**提示文**:
□ □ □
今回は食品業界からヤクルト本社を取り上げる。
【ヤクルト本社】
「ヤクルト」の歴史は京都帝国大学医学部で微生物の研究をしていた代田稔博士が1930年(昭和5年)、「ヤクルト」の基になっている乳酸菌シロタ株(L.カゼイ・シロタ株)の強化培養に成功したことに始まる。創業は5年後の1935年(昭和10年)で「ヤクルト」の商標で製造販売を開始した。代田博士は感染症で命を落とす多くの子どもに胸を痛め、病気にならないようにする予防医学の観点で微生物の研究を行っていた。「ヤクルト」を毎日飲むことでお腹が健康になったのだ。
その後、年月を経てヤクルト本社は日本を代表するグローバル企業に成長した。2018年現在、「ヤクルト」をはじめとする乳製品は国内・海外合わせて毎日4000万本が販売されている。また主力の「ヤクルト」をはじめとする乳酸菌飲料のほか、乳酸菌技術で自社開発した医薬品(抗ガン剤カンプト)や化粧品なども手掛ける。
次に同社主力の乳製品の販売方法について触れてみたい。主力の「ヤクルト」など乳製品の物流は国外と海外で異なる。まず国内は、(1)本社から全国に100社以上ある販売会社に商品が流れ、その地域販売会社がヤクルトレディ33,848人(2019年3月末)を通して宅配する。(2)本社が直接小売量販店(スーパーやコンビニなど)に商品を卸して量販店が販売する、という二つがある。乳製品の国内チャネル別販売比率はほほ半々である。
一方、海外も国内と同様に同社の海外事業所がヤクルトレディ(47,269人、2018年12月末)を通して販売する、もしくは量販店を通して店頭で販売する、の2つがある。2018年の年間累計の販売比率はヤクルトレディ42.5%、店頭57.5%(数量ベース)である。海外は国内に比べ利益率が高い。これは海外に日本のような地域販売会社がないことに起因する。
□ □ □
**課題の狙い**:
提示文に基づき、次の問いに答えよ。
(a) 代田稔博士が乳酸菌シロタ株の強化培養に成功したのは何年か。
(b) 2019年3月末時点の国内のヤクルトレディは何人か。
(c) 2018年の海外の年間累計販売比率(数量ベース)で、店頭の割合は何%か。
□ □ □
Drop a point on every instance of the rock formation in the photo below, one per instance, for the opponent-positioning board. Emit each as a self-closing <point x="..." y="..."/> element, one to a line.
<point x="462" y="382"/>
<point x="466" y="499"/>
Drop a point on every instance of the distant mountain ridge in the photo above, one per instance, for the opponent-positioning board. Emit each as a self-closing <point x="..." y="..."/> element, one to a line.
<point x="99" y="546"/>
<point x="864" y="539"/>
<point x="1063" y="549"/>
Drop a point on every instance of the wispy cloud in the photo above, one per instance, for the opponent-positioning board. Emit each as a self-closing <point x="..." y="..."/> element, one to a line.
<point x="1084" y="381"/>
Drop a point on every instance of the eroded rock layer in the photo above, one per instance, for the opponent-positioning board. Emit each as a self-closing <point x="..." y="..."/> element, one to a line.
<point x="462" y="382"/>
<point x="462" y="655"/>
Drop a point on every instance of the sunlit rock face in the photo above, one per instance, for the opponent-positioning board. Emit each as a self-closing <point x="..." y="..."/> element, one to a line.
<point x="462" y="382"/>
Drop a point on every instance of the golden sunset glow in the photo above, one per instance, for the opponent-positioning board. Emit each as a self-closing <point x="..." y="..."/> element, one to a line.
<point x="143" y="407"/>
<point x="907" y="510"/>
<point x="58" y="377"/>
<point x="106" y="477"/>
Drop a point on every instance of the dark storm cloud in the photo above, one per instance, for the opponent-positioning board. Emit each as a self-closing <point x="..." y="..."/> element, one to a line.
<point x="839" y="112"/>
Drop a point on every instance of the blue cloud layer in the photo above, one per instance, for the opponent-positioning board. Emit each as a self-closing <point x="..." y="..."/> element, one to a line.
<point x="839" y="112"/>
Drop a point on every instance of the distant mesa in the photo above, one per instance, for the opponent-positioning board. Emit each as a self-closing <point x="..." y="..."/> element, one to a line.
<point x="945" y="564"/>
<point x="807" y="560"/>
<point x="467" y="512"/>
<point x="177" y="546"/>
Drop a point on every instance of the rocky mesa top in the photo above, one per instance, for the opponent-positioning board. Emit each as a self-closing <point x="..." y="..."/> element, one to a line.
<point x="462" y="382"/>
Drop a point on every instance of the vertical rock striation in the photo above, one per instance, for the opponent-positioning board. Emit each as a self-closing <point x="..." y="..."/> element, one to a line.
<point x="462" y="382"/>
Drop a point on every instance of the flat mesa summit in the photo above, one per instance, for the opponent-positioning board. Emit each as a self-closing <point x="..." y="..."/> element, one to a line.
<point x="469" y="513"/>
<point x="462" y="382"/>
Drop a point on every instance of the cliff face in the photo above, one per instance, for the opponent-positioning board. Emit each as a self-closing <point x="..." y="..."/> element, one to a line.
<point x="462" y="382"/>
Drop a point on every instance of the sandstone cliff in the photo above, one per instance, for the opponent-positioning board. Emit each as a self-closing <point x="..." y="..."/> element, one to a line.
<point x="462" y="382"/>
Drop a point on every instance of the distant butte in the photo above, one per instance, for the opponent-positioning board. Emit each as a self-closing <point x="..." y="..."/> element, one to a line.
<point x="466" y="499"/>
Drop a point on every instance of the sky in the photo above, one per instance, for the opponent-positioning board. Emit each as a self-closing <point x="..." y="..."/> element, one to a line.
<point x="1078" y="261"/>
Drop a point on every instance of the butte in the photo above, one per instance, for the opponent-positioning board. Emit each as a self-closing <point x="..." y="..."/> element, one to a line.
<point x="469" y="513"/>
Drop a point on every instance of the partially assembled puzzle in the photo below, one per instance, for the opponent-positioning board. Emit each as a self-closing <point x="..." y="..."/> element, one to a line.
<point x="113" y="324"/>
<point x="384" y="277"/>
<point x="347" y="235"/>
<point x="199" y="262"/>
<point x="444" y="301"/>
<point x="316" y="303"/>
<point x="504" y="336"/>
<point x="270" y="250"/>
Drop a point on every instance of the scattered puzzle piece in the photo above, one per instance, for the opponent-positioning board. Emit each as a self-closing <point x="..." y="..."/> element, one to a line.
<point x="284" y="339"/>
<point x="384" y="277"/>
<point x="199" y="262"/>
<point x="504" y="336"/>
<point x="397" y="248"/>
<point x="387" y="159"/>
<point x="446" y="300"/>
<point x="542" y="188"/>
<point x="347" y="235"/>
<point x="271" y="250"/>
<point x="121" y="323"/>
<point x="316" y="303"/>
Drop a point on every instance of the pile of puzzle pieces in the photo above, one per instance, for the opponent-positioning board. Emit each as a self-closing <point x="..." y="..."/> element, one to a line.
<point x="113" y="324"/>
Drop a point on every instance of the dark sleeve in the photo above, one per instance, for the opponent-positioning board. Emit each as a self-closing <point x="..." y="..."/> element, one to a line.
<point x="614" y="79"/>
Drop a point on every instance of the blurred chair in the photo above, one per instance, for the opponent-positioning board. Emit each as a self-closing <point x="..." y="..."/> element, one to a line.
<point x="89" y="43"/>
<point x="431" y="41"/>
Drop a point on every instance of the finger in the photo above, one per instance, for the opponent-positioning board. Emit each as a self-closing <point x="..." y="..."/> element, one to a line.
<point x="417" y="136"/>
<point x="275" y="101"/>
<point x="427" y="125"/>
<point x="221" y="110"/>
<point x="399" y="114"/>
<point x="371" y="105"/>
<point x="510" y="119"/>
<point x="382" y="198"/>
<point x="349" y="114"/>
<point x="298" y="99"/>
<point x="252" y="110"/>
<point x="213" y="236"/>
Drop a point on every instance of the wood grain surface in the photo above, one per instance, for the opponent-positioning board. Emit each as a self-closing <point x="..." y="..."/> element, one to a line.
□ □ □
**本課題の解答**:
(a) 1930年(昭和5年)
(b) 33,848人
(c) 57.5%